### DATA LISTING
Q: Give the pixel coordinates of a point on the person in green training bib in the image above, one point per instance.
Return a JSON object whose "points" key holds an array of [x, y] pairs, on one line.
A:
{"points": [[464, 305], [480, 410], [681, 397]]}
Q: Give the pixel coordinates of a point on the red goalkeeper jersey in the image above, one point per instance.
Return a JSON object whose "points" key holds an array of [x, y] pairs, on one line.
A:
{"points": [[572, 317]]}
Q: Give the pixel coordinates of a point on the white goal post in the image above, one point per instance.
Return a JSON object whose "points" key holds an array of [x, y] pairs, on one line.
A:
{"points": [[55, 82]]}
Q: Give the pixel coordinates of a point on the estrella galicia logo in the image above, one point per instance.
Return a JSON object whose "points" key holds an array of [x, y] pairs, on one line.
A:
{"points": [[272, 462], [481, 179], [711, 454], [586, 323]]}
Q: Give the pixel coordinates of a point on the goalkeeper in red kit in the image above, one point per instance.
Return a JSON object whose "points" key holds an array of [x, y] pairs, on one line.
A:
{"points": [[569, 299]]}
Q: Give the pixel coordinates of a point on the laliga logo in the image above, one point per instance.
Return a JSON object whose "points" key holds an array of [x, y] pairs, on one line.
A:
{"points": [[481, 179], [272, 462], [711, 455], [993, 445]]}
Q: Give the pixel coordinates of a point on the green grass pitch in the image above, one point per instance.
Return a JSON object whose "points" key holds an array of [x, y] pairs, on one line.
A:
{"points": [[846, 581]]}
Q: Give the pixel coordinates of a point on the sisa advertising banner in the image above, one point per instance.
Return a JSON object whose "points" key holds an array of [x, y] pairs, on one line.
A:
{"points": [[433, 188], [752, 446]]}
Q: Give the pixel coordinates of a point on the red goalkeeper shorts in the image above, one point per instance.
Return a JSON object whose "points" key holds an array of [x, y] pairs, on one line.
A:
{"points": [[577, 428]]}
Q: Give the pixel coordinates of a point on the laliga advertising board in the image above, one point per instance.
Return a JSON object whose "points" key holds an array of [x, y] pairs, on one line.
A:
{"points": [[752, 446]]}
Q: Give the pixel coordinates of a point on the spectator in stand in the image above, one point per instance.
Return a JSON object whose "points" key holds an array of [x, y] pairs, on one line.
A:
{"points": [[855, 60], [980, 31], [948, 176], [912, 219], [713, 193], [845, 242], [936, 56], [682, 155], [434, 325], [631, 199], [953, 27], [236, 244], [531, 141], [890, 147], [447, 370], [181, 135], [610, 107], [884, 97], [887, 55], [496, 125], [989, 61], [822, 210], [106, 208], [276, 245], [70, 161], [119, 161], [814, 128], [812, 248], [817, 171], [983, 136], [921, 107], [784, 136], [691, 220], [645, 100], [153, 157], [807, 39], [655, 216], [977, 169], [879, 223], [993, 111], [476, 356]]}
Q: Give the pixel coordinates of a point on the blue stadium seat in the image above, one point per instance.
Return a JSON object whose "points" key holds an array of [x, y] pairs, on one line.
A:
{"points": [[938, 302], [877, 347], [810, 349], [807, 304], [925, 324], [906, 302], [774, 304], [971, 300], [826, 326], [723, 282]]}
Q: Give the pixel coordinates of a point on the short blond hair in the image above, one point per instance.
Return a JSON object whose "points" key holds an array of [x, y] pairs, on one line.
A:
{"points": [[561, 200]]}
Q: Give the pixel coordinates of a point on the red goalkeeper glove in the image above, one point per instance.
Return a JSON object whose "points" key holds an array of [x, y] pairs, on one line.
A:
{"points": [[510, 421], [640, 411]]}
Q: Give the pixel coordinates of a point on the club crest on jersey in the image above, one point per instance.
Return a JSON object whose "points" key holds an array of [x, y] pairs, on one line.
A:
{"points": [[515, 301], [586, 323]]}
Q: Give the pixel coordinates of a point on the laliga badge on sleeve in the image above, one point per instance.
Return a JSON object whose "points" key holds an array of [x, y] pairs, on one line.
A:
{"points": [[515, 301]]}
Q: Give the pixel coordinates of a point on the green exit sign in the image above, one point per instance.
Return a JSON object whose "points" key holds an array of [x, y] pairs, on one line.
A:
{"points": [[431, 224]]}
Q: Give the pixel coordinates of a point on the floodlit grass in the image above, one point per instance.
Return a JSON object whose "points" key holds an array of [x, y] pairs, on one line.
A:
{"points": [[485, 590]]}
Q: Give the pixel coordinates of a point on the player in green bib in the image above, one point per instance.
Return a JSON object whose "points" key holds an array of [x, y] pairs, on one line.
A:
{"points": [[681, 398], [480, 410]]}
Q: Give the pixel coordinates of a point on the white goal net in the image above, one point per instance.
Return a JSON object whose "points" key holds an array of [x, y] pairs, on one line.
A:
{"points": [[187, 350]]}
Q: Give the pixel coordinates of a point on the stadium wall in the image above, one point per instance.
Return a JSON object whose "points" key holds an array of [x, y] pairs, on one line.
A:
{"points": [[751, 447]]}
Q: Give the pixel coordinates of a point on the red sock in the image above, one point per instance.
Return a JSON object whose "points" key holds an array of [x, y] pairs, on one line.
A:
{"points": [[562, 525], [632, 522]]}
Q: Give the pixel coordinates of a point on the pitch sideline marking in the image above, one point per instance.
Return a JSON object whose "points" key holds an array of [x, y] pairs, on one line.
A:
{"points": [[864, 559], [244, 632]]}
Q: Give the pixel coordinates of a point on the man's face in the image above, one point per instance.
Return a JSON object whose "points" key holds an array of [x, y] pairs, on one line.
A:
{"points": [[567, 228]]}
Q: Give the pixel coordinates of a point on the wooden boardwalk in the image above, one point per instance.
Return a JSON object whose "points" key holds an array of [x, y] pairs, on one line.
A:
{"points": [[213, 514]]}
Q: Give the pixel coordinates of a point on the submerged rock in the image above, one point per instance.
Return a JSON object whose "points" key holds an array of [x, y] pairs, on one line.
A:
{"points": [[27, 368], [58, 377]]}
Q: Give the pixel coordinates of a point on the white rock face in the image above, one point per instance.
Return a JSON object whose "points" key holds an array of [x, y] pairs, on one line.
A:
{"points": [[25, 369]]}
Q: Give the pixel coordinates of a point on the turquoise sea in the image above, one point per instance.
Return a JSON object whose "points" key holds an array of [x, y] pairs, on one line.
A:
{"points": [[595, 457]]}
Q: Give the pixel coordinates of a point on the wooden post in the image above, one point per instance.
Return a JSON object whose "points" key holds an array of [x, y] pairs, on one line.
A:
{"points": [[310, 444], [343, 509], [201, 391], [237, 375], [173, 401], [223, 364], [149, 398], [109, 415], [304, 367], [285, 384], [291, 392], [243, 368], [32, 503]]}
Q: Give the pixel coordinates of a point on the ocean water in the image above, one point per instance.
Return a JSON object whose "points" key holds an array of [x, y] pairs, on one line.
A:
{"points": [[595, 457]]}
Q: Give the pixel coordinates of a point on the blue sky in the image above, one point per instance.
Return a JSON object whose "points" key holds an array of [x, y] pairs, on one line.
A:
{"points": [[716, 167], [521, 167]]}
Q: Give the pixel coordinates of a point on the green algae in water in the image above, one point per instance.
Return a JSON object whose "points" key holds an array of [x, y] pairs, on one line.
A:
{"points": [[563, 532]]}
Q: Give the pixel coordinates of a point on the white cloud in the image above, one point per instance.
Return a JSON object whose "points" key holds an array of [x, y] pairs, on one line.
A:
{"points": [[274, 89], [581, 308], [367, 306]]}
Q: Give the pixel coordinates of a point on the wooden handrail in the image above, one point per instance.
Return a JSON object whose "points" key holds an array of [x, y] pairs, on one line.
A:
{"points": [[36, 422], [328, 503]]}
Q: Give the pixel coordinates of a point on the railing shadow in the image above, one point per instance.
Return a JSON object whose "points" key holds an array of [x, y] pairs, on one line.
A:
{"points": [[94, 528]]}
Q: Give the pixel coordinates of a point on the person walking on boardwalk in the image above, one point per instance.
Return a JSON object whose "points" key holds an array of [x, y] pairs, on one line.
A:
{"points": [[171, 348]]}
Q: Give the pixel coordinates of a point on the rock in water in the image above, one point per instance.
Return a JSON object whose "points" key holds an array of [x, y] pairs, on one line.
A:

### THE TASK
Convert the data from the line containing "Q: Give the pixel coordinates of a point on the railing" through the end of the data into a Markdown table. Use the columns "Row" and "Entry", give each line a row number, and leave out blank lines.

### THE ANSWER
| Row | Entry |
|---|---|
| 1 | Q: Give the pixel coordinates of a point on the railing shadow in the image above, one point per instance. |
| 2 | Return a JSON object whose "points" key holds an array of [x, y] pairs, on one line. |
| 3 | A: |
| 4 | {"points": [[94, 528]]} |
| 5 | Q: Give the pixel coordinates of a point on the person walking on boardwalk in the image above, one point per instance. |
| 6 | Return a JSON object whose "points" key holds an array of [x, y] pairs, on one line. |
| 7 | A: |
| 8 | {"points": [[171, 348]]} |
| 9 | Q: Give the pixel coordinates of a point on the rock in water in the image above, one point per instance. |
| 10 | Return a JSON object whose "points" key holds an array of [x, y] pairs, on one line. |
| 11 | A: |